## Given instruction:
Turn the records into a Markdown table with two columns, Row and Line, putting each line in its own numbered row. Skip blank lines and leave the pictures out.

## Source data:
▼▼▼

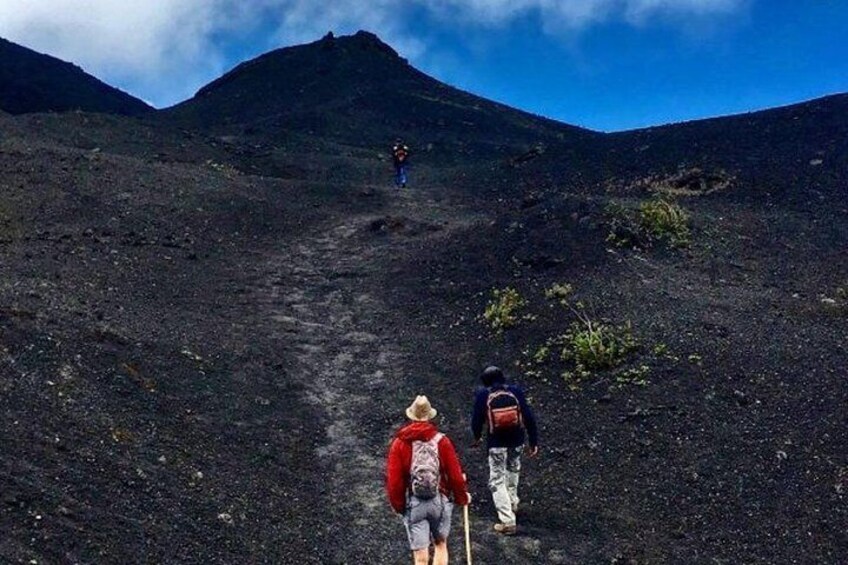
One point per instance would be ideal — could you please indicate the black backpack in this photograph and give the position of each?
(504, 411)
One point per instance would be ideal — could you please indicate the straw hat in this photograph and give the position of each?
(420, 410)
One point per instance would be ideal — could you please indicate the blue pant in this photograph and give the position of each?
(400, 175)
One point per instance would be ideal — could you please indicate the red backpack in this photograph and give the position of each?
(504, 411)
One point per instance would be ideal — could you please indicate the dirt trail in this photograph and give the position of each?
(327, 313)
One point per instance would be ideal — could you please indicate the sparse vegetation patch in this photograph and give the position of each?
(658, 219)
(504, 308)
(665, 220)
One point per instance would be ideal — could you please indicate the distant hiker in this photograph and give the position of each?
(422, 472)
(400, 157)
(504, 411)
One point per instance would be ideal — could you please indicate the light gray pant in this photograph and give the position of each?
(504, 467)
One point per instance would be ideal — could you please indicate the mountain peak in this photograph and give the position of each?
(34, 82)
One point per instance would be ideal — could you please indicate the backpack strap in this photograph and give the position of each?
(495, 394)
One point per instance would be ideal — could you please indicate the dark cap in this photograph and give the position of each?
(492, 375)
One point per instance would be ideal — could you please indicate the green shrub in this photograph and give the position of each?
(560, 293)
(663, 219)
(595, 346)
(503, 309)
(657, 219)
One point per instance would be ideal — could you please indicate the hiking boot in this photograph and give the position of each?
(505, 529)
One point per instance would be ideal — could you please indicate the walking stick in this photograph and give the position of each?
(467, 524)
(467, 535)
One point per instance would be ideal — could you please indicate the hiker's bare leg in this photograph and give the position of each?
(421, 556)
(440, 552)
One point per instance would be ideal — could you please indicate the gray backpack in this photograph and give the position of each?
(424, 472)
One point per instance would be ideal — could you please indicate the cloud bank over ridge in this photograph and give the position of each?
(156, 48)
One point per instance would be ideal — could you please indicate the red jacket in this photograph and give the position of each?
(400, 460)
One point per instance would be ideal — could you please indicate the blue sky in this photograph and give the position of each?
(604, 64)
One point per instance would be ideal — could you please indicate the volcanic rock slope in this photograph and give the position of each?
(209, 328)
(33, 82)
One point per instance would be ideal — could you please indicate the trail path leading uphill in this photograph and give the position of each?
(329, 313)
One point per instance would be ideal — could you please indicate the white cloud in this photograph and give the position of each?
(151, 46)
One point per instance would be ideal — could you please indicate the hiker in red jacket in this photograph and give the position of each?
(423, 473)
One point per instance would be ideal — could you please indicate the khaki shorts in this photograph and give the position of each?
(427, 520)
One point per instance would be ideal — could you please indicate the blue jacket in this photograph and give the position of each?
(510, 438)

▲▲▲

## The result:
| Row | Line |
|---|---|
| 1 | One point per instance would be ideal — could you please indicate the black backpack in this photograph and give the position of each? |
| 2 | (504, 411) |
| 3 | One point per instance would be ideal — could you please indicate the straw hat in this photograph and give the position of each? |
| 4 | (420, 410) |
| 5 | One point per instance would be ideal — could you please indicate the blue pant in this photograph and give the position of each? |
| 6 | (400, 175) |
| 7 | One point per instance would be ideal — could you please indicate the red backpack in this photograph and give the position of each? |
| 8 | (504, 411) |
| 9 | One point per instance would be ideal — could you please indicate the dirt trail in this photograph and give the position of each? |
| 10 | (327, 313) |
| 11 | One point per instance would be ideal — could you please indicate the sparse vegetation patch in this photograph and give the position of each? |
| 12 | (658, 219) |
| 13 | (504, 308) |
| 14 | (665, 220) |
| 15 | One point per instance would be ideal — could you please indicate the distant hiker in this photograph and give the position of each? |
| 16 | (422, 472) |
| 17 | (400, 157) |
| 18 | (504, 411) |
| 19 | One point per instance would be ideal — could you please indicate the light gray pant in this photograph and give the position of each? |
| 20 | (504, 467) |
| 21 | One point per instance would be ideal — could you please indicate the mountain peak in this photograph and give the position of each? |
| 22 | (34, 82) |
| 23 | One point per instance would be ideal — could you please indicate the backpack strap in this photograph and give the position of each? |
| 24 | (495, 394) |
| 25 | One point per instance would be ideal — could you please indicate the dark cap in this photograph and give the position of each? |
| 26 | (492, 375) |
| 27 | One point per instance would be ideal — could you please indicate the green shrub in this photograph and give the position of each? |
| 28 | (560, 293) |
| 29 | (663, 219) |
| 30 | (595, 346) |
| 31 | (503, 309) |
| 32 | (657, 219) |
| 33 | One point per instance would be ideal — could you please indicate the hiking boot in this photograph and give the position of each? |
| 34 | (505, 529) |
| 35 | One point per instance would be ideal — could you please indicate the walking stick in this photograph and give the position of each? |
| 36 | (467, 524) |
| 37 | (467, 535) |
| 38 | One point per instance would be ideal — could you please indicate the hiker's bare leg in this photograph and give the position of each? |
| 39 | (421, 556) |
| 40 | (440, 552) |
| 41 | One point per instance would be ideal — could you please indicate the gray backpack in this photograph and give the position of each? |
| 42 | (424, 472) |
| 43 | One point per instance would be ideal — could you please indicate the cloud bank over ridge in this photograph and give the position of each? |
| 44 | (156, 48) |
| 45 | One point per instance would be ideal — could you please indicate the red jacket in this photograph and give the position of each? |
| 46 | (400, 460) |
| 47 | One point per instance would be ideal — could you please indicate the blue sky in this photograph and give the position of each? |
| 48 | (604, 64) |
| 49 | One point per instance would be ideal — could you please indicate the volcanic rock slope in this photograph and give the position of each? |
| 50 | (209, 328) |
| 51 | (33, 82) |
| 52 | One point per instance would be ideal — could you please indicate the trail path leading uphill in this photograph and give the position of each? |
| 53 | (329, 313) |
| 54 | One point per instance would be ideal — could you please indicate the white cloud in this photograph and give the position of each? |
| 55 | (151, 46) |
| 56 | One point per instance would be ideal — could you please indicate the hiker in red jacket in this photograph and give the position of each? |
| 57 | (423, 473) |
| 58 | One point per instance would be ideal — could you please indicate the khaki shorts in this photograph and give the position of each? |
| 59 | (427, 520) |
| 60 | One point per instance would be ideal — could you please indicate the blue jacket in this photograph and give the position of each? |
| 61 | (510, 438) |